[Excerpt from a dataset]

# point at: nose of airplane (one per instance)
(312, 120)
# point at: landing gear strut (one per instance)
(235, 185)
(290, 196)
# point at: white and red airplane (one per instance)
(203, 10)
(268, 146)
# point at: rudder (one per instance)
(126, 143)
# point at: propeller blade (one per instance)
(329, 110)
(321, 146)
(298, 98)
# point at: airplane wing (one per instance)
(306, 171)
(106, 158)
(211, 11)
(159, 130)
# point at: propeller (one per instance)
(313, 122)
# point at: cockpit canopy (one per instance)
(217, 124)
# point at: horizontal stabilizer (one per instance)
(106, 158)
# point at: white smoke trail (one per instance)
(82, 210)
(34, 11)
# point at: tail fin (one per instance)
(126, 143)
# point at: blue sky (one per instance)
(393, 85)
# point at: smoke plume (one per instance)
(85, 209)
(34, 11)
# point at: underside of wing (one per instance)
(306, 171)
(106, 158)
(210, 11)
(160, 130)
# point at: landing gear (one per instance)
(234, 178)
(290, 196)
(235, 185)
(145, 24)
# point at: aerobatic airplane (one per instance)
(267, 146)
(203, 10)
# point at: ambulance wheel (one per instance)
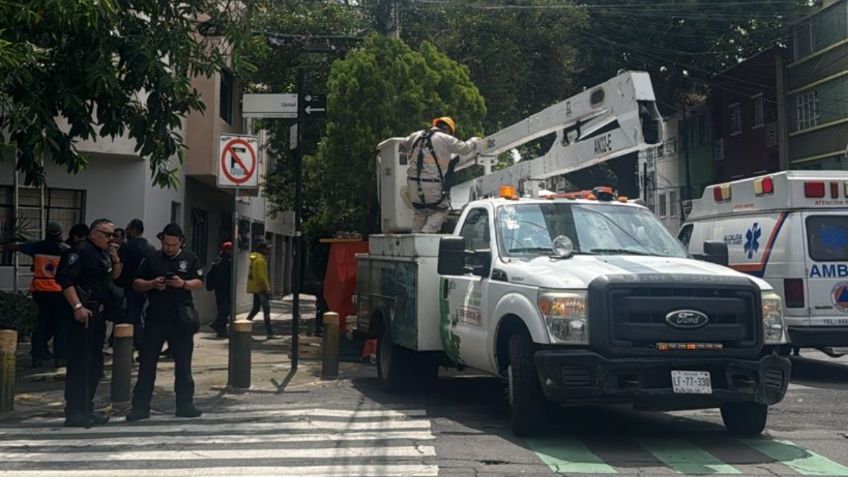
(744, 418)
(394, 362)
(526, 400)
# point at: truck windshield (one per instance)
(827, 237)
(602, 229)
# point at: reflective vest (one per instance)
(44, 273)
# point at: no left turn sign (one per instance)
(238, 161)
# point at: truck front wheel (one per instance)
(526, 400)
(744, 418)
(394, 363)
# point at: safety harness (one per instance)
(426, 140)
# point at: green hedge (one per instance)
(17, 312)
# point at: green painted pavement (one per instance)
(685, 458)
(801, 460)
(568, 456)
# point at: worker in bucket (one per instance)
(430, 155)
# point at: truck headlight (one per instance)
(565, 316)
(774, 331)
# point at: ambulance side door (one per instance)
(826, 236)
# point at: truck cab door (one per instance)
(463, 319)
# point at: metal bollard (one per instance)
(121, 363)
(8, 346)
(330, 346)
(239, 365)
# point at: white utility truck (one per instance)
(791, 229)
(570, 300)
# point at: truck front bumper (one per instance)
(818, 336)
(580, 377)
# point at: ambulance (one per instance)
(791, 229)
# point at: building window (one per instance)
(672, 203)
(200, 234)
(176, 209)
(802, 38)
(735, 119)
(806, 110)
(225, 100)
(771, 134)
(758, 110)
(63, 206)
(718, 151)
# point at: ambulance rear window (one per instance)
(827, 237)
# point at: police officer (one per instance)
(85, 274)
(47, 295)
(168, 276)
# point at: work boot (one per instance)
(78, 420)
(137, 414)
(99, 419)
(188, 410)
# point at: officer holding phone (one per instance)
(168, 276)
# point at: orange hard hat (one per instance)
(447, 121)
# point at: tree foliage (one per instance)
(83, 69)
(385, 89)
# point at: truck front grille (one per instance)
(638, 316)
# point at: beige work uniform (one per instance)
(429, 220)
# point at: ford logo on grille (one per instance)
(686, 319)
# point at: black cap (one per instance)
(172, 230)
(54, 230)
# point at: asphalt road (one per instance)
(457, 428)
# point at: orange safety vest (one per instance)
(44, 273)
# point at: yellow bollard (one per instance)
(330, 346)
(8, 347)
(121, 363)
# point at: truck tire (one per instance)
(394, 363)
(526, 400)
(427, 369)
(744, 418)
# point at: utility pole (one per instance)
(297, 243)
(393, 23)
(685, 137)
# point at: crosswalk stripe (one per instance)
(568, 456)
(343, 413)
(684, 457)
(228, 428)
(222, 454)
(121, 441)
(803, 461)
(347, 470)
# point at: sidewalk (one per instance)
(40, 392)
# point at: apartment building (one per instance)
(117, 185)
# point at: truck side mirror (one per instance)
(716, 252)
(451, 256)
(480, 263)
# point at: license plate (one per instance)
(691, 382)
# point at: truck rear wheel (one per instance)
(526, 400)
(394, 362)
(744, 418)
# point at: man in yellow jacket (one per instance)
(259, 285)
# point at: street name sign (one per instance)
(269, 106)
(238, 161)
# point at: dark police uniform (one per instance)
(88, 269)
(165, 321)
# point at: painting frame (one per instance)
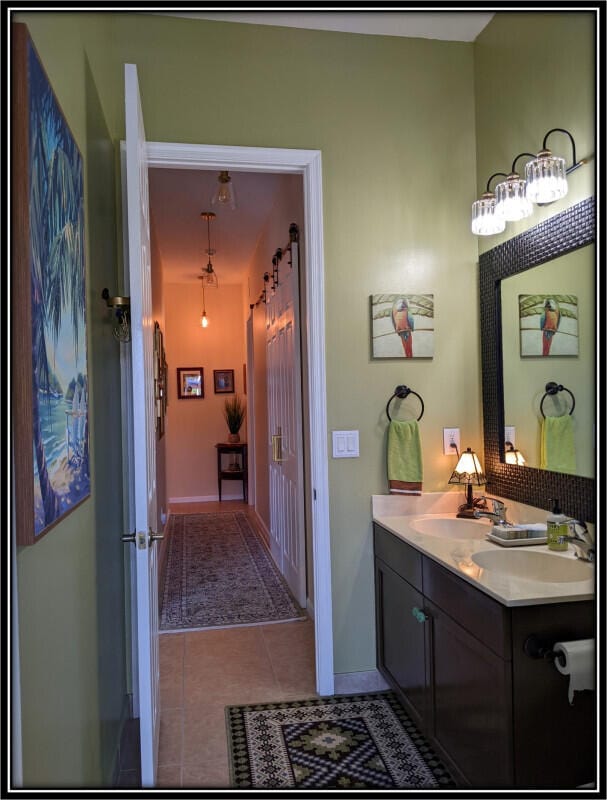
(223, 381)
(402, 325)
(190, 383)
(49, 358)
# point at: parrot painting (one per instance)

## SHORT EXERCISE
Copy out every line of the material above word for word, leaving out the pictures.

## TASK SOLUTION
# point at: nose of airplane (one per instance)
(312, 120)
# point at: landing gear strut (one per instance)
(235, 185)
(290, 196)
# point at: white and red airplane (one per instance)
(203, 10)
(268, 146)
# point at: rudder (one per instance)
(126, 143)
# point at: propeller blade (one per instance)
(329, 110)
(321, 146)
(298, 98)
# point at: airplane wing (one per instance)
(306, 171)
(106, 158)
(211, 11)
(159, 130)
# point at: propeller (one per instance)
(313, 122)
# point at: cockpit canopy (one per instance)
(217, 124)
# point at: horizontal stabilizer (one per instance)
(106, 158)
# point at: white smoke trail (one per instance)
(82, 210)
(34, 11)
# point at: tail fin (one per instance)
(126, 143)
# point at: blue sky (one per instance)
(393, 85)
# point at: smoke plume (one per instance)
(85, 209)
(34, 11)
# point at: underside of wing (one per instance)
(306, 171)
(106, 158)
(210, 11)
(160, 130)
# point at: landing gear (one per instance)
(234, 178)
(290, 196)
(235, 185)
(145, 24)
# point at: aerobatic airplane (one per instance)
(267, 146)
(203, 10)
# point at: ambulance wheel (one per instance)
(744, 418)
(394, 362)
(526, 400)
# point at: truck windshield (one per instance)
(827, 237)
(602, 229)
# point at: reflective vest (one per instance)
(44, 273)
# point at: no left turn sign (one per instance)
(238, 161)
# point at: truck front wheel (one per instance)
(526, 400)
(744, 418)
(394, 363)
# point at: safety harness (one per instance)
(426, 140)
# point at: green hedge (one per instance)
(17, 312)
# point at: green painted pavement (one per instance)
(685, 458)
(801, 460)
(568, 456)
# point at: worker in bucket (one per instance)
(430, 155)
# point at: truck headlight (one per instance)
(565, 316)
(774, 331)
# point at: ambulance side door (one per instance)
(826, 236)
# point at: truck cab door (one per instance)
(463, 319)
# point at: metal bollard (one per instance)
(121, 363)
(8, 346)
(330, 346)
(239, 365)
# point at: white utility truck (one per instance)
(791, 229)
(570, 300)
# point at: truck front bumper (one per instance)
(818, 336)
(580, 377)
# point at: ambulance (one per instance)
(791, 229)
# point at: building window (one per instance)
(672, 203)
(200, 234)
(176, 209)
(802, 38)
(735, 119)
(806, 110)
(225, 100)
(771, 134)
(758, 110)
(63, 206)
(718, 151)
# point at: ambulance rear window (one per instance)
(827, 237)
# point at: police officer (one per instance)
(85, 274)
(47, 295)
(168, 276)
# point at: work boot (one per instance)
(78, 420)
(137, 414)
(99, 419)
(188, 410)
# point at: officer holding phone (one per instance)
(168, 276)
# point at: orange hard hat (one per instance)
(447, 121)
# point at: tree foliage (one per instance)
(83, 69)
(385, 89)
# point at: truck front grille (one per instance)
(638, 316)
# point at: beige work uniform (one per instance)
(429, 220)
# point at: ford logo on grille (one per instance)
(686, 319)
# point at: black cap (one per instance)
(172, 230)
(54, 230)
# point at: asphalt road (one per instance)
(457, 428)
# point at: orange safety vest (one per instance)
(44, 273)
# point at: yellow bollard (one per instance)
(330, 346)
(8, 347)
(121, 363)
# point at: truck tire (one per instance)
(394, 363)
(526, 400)
(427, 369)
(744, 418)
# point at: utility pole (one per instance)
(297, 243)
(393, 23)
(685, 137)
# point at: crosswalk stripe (one per instance)
(568, 456)
(343, 413)
(684, 457)
(228, 428)
(222, 454)
(121, 441)
(803, 461)
(347, 470)
# point at: sidewalk (one per instance)
(40, 392)
# point at: apartment building (one per instance)
(117, 185)
# point at: truck side mirror (one per instance)
(716, 252)
(451, 256)
(480, 263)
# point at: license plate (one per instance)
(691, 382)
# point at: truck rear wheel (one per instance)
(526, 400)
(394, 362)
(744, 418)
# point at: man in yellow jacket (one per instance)
(259, 285)
# point at: street name sign (one per instance)
(269, 106)
(238, 161)
# point at: dark police uniform (one per instance)
(88, 269)
(165, 321)
# point at: painting frame (one per instance)
(223, 381)
(402, 325)
(190, 383)
(49, 358)
# point at: parrot painting (one per instance)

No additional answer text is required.